Exercise goal: Collect every line in the records that contains the string "house", and treat case as significant.
::::::::
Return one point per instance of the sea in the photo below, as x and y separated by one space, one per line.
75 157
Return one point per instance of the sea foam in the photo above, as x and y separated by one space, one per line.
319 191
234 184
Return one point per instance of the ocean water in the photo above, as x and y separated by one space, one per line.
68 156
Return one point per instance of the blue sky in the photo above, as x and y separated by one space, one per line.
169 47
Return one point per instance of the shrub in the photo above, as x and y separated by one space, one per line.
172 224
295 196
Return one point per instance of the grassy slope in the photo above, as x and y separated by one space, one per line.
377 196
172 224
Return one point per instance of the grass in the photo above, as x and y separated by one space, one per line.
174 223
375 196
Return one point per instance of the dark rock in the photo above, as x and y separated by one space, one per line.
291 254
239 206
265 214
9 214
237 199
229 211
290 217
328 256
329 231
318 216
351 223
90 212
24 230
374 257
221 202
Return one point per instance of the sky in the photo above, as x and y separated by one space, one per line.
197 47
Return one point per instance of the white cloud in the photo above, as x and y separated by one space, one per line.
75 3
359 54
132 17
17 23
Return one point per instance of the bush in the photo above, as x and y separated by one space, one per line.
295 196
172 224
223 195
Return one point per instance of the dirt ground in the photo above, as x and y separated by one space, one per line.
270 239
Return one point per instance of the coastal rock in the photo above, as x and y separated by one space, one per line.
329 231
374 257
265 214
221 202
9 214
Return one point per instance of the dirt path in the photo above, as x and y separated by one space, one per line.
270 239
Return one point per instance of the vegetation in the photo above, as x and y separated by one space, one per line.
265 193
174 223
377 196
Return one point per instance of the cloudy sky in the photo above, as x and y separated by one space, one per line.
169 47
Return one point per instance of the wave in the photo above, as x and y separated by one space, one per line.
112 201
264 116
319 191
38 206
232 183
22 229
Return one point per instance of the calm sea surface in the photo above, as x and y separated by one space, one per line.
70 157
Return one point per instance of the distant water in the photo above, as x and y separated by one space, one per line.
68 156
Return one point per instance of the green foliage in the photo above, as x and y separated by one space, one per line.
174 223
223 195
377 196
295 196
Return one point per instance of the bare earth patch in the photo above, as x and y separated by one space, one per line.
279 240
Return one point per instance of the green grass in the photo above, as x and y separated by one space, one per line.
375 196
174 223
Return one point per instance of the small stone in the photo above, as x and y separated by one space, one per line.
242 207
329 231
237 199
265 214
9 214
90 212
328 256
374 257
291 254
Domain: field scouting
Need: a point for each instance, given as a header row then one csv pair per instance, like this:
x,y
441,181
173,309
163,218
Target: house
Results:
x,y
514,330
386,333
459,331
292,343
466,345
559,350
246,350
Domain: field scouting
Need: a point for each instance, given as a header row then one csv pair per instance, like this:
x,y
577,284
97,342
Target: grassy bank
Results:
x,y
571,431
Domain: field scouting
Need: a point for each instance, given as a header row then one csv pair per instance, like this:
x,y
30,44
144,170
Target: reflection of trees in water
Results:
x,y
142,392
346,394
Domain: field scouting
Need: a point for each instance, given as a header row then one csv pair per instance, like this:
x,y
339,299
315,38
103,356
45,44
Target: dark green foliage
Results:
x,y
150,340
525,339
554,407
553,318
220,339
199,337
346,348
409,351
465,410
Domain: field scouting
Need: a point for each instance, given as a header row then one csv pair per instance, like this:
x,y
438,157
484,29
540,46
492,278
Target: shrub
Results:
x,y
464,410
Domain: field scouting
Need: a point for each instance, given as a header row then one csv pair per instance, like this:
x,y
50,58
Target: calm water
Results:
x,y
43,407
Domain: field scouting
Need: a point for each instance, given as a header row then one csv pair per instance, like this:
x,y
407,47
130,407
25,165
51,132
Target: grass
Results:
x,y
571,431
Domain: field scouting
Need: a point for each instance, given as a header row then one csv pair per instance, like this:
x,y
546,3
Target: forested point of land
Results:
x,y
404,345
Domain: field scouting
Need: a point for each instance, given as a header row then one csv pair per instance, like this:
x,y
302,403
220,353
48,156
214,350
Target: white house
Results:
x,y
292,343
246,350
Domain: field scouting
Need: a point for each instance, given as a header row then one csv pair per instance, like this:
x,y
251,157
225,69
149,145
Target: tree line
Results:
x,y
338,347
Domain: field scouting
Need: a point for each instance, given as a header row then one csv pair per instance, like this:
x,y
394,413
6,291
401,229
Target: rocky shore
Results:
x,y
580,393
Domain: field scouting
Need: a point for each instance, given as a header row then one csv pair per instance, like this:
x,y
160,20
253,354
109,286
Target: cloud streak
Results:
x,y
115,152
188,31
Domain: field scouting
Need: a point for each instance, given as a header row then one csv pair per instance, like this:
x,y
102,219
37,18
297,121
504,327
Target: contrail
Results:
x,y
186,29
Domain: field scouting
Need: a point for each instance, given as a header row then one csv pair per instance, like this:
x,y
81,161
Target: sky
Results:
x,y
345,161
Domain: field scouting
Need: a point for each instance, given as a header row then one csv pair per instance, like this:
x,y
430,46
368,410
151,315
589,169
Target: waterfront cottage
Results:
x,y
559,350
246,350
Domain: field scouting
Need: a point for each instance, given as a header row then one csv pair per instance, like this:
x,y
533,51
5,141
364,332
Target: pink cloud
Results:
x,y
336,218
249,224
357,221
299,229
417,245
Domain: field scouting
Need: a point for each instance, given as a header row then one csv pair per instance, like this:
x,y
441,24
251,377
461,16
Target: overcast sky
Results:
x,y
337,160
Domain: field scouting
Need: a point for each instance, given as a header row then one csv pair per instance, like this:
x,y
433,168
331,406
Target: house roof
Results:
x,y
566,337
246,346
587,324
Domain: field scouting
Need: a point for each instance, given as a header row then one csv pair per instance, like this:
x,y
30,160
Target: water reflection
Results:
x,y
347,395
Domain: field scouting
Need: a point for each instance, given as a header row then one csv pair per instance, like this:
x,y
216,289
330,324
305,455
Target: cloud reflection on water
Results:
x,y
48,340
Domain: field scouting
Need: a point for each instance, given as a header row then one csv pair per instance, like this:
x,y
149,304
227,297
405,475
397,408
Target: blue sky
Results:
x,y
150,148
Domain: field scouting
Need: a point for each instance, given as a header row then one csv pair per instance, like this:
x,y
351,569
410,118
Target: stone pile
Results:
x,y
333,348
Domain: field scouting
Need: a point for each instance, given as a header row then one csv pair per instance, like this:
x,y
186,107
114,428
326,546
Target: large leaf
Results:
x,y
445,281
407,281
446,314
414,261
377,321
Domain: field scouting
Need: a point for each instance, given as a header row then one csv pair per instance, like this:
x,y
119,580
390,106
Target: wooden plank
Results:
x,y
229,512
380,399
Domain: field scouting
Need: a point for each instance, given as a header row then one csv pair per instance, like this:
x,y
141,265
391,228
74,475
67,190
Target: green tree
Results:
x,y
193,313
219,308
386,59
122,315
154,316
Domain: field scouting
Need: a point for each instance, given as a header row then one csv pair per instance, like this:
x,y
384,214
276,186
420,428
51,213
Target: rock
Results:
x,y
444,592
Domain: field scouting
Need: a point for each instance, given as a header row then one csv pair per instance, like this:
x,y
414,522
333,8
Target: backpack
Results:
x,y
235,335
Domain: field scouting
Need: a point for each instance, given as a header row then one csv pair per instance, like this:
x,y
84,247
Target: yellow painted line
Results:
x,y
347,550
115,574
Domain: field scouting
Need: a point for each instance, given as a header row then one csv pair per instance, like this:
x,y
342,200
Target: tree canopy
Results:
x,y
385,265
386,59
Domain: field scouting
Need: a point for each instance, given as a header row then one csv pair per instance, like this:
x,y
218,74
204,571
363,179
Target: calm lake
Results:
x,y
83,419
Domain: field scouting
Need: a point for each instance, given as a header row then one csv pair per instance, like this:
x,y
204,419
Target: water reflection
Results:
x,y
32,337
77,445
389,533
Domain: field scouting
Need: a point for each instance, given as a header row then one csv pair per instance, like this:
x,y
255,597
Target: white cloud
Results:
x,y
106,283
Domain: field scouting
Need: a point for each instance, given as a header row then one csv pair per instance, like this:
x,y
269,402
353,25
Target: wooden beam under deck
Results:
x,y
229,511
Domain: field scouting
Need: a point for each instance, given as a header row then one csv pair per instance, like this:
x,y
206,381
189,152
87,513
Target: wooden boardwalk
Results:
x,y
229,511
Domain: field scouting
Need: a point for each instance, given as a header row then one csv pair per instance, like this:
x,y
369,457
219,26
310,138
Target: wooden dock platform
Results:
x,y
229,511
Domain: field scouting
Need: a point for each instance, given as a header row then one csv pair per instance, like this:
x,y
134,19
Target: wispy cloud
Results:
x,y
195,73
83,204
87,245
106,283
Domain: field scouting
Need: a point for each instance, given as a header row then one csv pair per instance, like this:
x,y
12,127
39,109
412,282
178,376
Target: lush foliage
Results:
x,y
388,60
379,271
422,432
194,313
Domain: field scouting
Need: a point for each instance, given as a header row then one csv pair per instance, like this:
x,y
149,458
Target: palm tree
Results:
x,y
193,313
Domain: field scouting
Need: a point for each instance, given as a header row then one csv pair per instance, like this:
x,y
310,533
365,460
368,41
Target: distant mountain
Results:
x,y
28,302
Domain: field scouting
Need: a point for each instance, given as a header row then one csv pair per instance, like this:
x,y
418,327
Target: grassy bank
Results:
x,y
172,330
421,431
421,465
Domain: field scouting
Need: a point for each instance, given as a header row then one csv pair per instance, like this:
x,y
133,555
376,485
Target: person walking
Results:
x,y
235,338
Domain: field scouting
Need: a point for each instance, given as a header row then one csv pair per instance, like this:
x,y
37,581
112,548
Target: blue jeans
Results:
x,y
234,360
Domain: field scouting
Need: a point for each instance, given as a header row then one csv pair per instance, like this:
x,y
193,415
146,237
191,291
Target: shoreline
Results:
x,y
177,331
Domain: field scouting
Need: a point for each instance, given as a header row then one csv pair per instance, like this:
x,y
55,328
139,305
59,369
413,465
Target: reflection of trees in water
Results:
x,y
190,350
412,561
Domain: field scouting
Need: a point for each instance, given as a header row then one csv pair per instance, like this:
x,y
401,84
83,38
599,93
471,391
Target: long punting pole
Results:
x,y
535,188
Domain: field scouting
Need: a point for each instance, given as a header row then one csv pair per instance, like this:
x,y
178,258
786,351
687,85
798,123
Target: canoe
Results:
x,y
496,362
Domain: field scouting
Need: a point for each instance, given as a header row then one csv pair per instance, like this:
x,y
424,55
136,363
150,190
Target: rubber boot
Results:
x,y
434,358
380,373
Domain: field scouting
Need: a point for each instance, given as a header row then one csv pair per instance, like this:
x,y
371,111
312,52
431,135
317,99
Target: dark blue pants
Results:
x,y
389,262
::::::::
Exercise result:
Target: house
Target: white house
Target: house roof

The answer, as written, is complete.